(Exercise brief):
Your task is to copy the listing exactly. Drop any pictures from the copy.
— Start of Records for this task —
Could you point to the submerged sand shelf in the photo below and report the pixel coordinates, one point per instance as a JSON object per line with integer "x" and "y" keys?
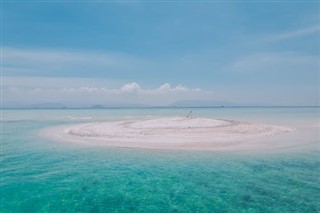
{"x": 170, "y": 133}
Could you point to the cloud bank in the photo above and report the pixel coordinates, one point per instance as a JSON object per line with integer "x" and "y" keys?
{"x": 129, "y": 93}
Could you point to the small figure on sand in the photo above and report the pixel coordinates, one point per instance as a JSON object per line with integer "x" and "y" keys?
{"x": 189, "y": 115}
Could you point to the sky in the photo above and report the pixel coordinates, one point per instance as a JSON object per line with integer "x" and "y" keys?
{"x": 82, "y": 53}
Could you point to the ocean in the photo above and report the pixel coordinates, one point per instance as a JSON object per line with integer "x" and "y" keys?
{"x": 41, "y": 175}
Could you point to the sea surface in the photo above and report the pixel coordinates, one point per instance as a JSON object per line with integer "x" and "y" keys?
{"x": 41, "y": 175}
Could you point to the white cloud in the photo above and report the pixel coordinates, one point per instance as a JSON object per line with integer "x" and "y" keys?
{"x": 130, "y": 87}
{"x": 90, "y": 95}
{"x": 294, "y": 34}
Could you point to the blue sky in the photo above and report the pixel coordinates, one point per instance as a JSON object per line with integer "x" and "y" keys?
{"x": 240, "y": 52}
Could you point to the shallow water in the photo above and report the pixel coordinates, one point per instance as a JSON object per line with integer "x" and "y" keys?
{"x": 38, "y": 175}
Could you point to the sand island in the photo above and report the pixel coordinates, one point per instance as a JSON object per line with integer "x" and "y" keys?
{"x": 178, "y": 133}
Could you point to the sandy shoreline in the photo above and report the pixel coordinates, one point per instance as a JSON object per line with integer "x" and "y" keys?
{"x": 176, "y": 133}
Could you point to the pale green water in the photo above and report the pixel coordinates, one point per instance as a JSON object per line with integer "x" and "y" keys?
{"x": 38, "y": 175}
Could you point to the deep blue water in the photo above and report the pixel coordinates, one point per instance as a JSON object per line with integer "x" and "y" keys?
{"x": 39, "y": 175}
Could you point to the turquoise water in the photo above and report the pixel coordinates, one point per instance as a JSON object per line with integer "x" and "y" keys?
{"x": 38, "y": 175}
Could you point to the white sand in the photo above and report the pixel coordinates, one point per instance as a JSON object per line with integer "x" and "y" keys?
{"x": 170, "y": 133}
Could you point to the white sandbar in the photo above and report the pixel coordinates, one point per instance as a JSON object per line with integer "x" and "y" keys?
{"x": 170, "y": 133}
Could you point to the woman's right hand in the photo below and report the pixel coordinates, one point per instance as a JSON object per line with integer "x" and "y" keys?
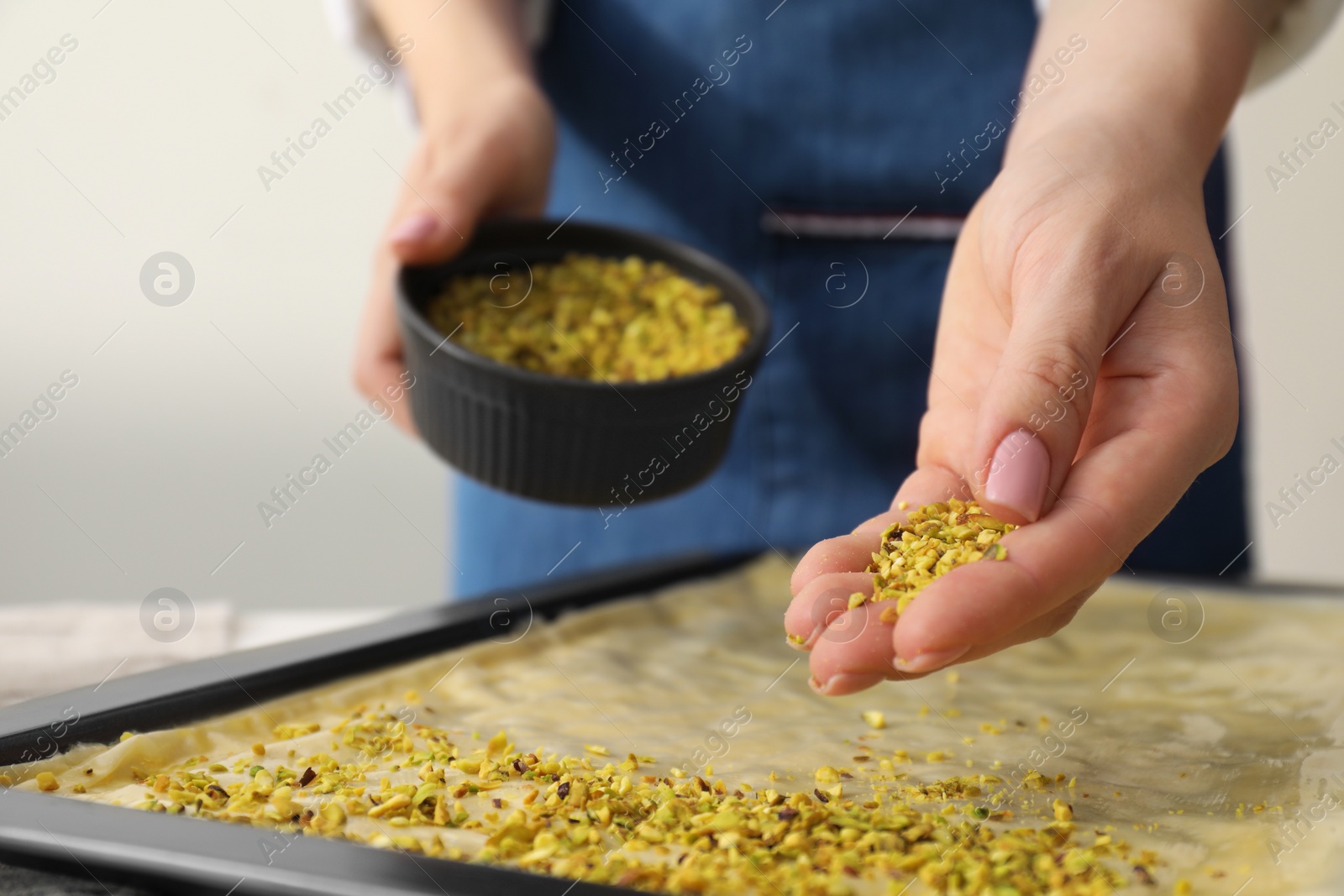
{"x": 486, "y": 150}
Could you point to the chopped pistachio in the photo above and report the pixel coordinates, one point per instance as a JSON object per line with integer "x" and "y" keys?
{"x": 931, "y": 543}
{"x": 596, "y": 318}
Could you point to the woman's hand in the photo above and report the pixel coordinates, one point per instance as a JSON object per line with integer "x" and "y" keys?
{"x": 1084, "y": 369}
{"x": 486, "y": 149}
{"x": 1082, "y": 378}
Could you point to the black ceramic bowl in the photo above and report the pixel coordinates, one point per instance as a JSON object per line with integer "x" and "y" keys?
{"x": 562, "y": 439}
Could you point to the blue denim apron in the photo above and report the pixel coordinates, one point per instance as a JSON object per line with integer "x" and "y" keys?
{"x": 716, "y": 123}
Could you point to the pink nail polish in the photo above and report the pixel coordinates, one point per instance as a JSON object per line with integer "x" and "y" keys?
{"x": 844, "y": 683}
{"x": 931, "y": 660}
{"x": 1019, "y": 474}
{"x": 414, "y": 228}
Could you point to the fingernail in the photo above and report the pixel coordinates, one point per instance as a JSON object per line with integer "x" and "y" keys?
{"x": 844, "y": 683}
{"x": 414, "y": 228}
{"x": 931, "y": 660}
{"x": 1019, "y": 474}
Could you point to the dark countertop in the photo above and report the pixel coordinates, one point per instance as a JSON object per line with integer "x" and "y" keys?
{"x": 24, "y": 882}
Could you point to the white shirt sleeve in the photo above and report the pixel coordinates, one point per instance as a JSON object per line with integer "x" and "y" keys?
{"x": 1299, "y": 29}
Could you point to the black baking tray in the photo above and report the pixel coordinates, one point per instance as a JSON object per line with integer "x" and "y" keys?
{"x": 176, "y": 853}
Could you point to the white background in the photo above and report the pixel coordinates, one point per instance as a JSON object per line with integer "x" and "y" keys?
{"x": 151, "y": 472}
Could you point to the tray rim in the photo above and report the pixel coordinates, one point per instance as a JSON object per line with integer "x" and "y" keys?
{"x": 159, "y": 851}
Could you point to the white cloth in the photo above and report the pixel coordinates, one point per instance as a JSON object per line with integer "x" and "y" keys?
{"x": 51, "y": 647}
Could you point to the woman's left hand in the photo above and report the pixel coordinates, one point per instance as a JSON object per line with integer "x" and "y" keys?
{"x": 1082, "y": 378}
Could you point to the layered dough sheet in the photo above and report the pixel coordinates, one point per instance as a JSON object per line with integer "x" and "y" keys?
{"x": 1210, "y": 738}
— End of Records for this task —
(Solution to this exercise):
Could you point to the submerged sand shelf in the photo below and report the pixel coordinates, one point per instance as a JSON object per line with integer "x" and "y" keys?
{"x": 170, "y": 133}
Could you point to the cloud bank in the photo above and report the pixel coordinates, one point per instance as a JSON object per line with integer "x" and "y" keys?
{"x": 129, "y": 93}
Could you point to the small figure on sand in the photo above and report the pixel coordinates, one point per instance as a JSON object per line with integer "x" and "y" keys?
{"x": 189, "y": 115}
Could you point to the sky in the photo above and report the pixel coordinates, one point per instance as a JSON object per line with integer "x" and "y" keys?
{"x": 82, "y": 53}
Could you point to the ocean in the photo above and report the pixel coordinates, one point per instance as a JSON object per line with integer "x" and "y" keys?
{"x": 41, "y": 175}
Could you point to the sea surface in the photo above and report the pixel coordinates, one point per instance as a JSON object per line with integer "x" and "y" keys?
{"x": 41, "y": 175}
Could you point to the white cloud in the photo above and report the pixel coordinates, one point per instance as a JSON object per line with integer "x" and "y" keys?
{"x": 130, "y": 87}
{"x": 90, "y": 95}
{"x": 294, "y": 34}
Could you point to the blue sky in the photo above and report the pixel coordinates, one point per instance as a JSON object per line with integer "x" and "y" keys?
{"x": 240, "y": 52}
Could you point to the shallow water in the photo above and report the pixel coordinates, one point per instance as a JSON object per line with integer "x" and "y" keys?
{"x": 38, "y": 175}
Could you point to the sand island in the photo above and report the pixel coordinates, one point per instance as a JSON object per line with integer "x" and "y" keys?
{"x": 178, "y": 133}
Could you point to the sandy shoreline in the photo above and report the pixel coordinates, one point per instance as a JSON object per line with integer "x" and "y" keys?
{"x": 176, "y": 133}
Could you point to the pale green water in the photo above and report the pixel coordinates, one point per instance as a JSON object per line with integer "x" and "y" keys?
{"x": 38, "y": 175}
Could you point to the deep blue water in the photo above and report the pixel coordinates, one point per instance as a JSON object per line with integer "x" and "y" keys?
{"x": 39, "y": 175}
Could you point to the turquoise water in the photo above and report the pixel coordinates, one point per instance as a JSON object per line with integer "x" and "y" keys?
{"x": 38, "y": 175}
Could you point to the white sand in the photo above and report the pixel coordinates, one point per instance as a JSON object per line with integer "x" and "y" keys?
{"x": 170, "y": 133}
Could you point to the white sandbar in the photo above and report the pixel coordinates, one point per instance as a JSON object per line with integer "x" and "y" keys?
{"x": 170, "y": 133}
Could you point to the woman's right hand in the photo below and report the pixel coordinates, one point per instance as a JSON object per line with integer "x" and "y" keys?
{"x": 486, "y": 150}
Could you point to the chopped pistachio in the photo above and report the pixel coordinates, one point per instance as a JSON object per line with integer "x" and "y" keys?
{"x": 931, "y": 543}
{"x": 596, "y": 318}
Could you point to the woman's hand in the photo above and report the pixel coordinates, one point per instance as a JSON object per line with integer "x" and "y" keys?
{"x": 1084, "y": 369}
{"x": 486, "y": 149}
{"x": 1082, "y": 378}
Could you point to the black ceramic bowl in the photo above and report the pixel coordinates, one point per instance as a JSON object per line with integer "x" and "y" keys?
{"x": 562, "y": 439}
Could you point to the blue denim apron in the photo above and report the pixel coordinates, one point per instance as a JSON object per line with integer "x" and "y" keys?
{"x": 716, "y": 123}
Could you point to the pink nail polish in the photo above and report the pixel coordinates, one point per instance as a JSON object per line with integer "x" and "y" keys?
{"x": 844, "y": 683}
{"x": 931, "y": 660}
{"x": 1019, "y": 474}
{"x": 414, "y": 228}
Could you point to the fingernail in the photo above and report the pixel coordinates, one point per instance as a JSON object per line with integer "x" and "y" keys?
{"x": 844, "y": 683}
{"x": 414, "y": 228}
{"x": 931, "y": 660}
{"x": 1019, "y": 474}
Could you point to the dark countertop in the photo above and report the pixel coordinates, one point per instance as a JSON object per line with integer "x" and "y" keys?
{"x": 24, "y": 882}
Could you point to the white shirt sleeve in the photo above and report the pixel coordinates, one point per instance as a JSON object per line with integer "x" and "y" keys?
{"x": 1299, "y": 29}
Could you point to the black baking tray in the photo above and report the pixel coordinates, one point per instance as a JSON object per line with integer "x" and "y" keys?
{"x": 176, "y": 853}
Could you point to the white background in the photo above and report the pixel coordinates, one point per instance as a JSON object per line with integer "x" and "y" keys?
{"x": 151, "y": 472}
Could you point to the tray rim in the photo above and report the pixel coordinates, one point per instance as a JSON object per line with integer "x" and "y" keys?
{"x": 159, "y": 851}
Could you point to the white cloth in the photo above and report the pixel coordinates, one point per instance as a JSON object per line with integer "x" and "y" keys?
{"x": 51, "y": 647}
Could you point to the woman's left hand in the photo above and report the pixel coordinates, one point per instance as a JSON object per line with integer "x" and "y" keys?
{"x": 1082, "y": 378}
Could you point to the layered dough sheet in the photo above and report the pixel coordinates, one point per instance as a JSON object per line with integer "x" and "y" keys?
{"x": 1210, "y": 738}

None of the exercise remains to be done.